Input —
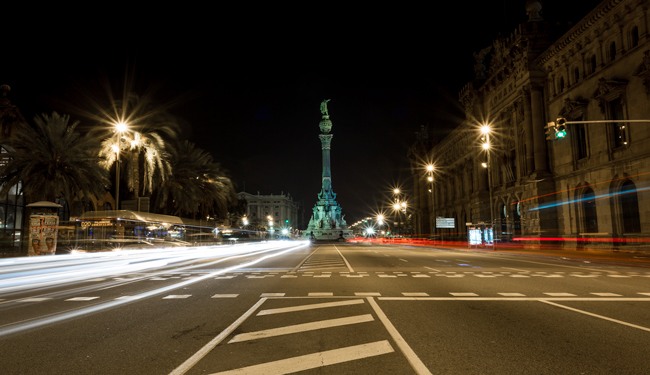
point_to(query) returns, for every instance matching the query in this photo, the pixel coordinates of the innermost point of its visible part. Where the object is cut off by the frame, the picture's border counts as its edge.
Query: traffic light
(550, 131)
(560, 128)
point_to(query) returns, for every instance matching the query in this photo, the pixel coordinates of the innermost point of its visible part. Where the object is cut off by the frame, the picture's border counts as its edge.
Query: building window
(579, 132)
(618, 129)
(588, 205)
(516, 219)
(612, 51)
(634, 37)
(629, 205)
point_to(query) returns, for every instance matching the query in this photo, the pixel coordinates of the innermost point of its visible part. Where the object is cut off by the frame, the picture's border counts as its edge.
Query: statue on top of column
(323, 107)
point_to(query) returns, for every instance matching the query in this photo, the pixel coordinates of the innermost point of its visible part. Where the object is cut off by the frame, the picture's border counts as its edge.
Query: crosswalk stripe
(312, 326)
(314, 360)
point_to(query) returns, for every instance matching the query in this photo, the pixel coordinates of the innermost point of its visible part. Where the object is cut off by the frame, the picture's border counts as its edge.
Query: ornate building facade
(587, 187)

What the task asks — Return every one of the records above word for word, omitting the pictures from your answer.

Output of the exercise —
point_to(query) returns, for every instance matching the query in this photo, the pixel coordinates of the innermost point of its visible part. Where the object is cut off by the frame, the picture's border counts as its edge.
Query: traffic light
(550, 131)
(560, 128)
point_to(query) returns, for every instance matching the query in this photo, the pixel coordinates of the innermost point of its visible part. Where the object is cut off by the frame, the picture's border counts as its edge.
Query: building window
(579, 132)
(618, 129)
(588, 205)
(516, 219)
(612, 51)
(634, 37)
(629, 205)
point_to(query) returns, for every instance matching the query in this photo, the pixel coordinates of the innermost point of its visible part. Where the object is cut off by the frame, the picture's border counts as its edge.
Query: statue on top of column
(323, 107)
point_to(query) returns, for every instance matching the query in this photo, the pixel coordinates of the innermost point of its visible part. Where the object is cut off by the frame, the picture's border counts as its edge.
Query: crosswalk stripe
(312, 326)
(314, 360)
point_to(query) returns, for every instance matching the query in this photo, the pixel coordinates of the innermost point of its visible part. Where the object is cut off by the frame, the picture's border counts as its edge.
Query: ornate building facade
(587, 187)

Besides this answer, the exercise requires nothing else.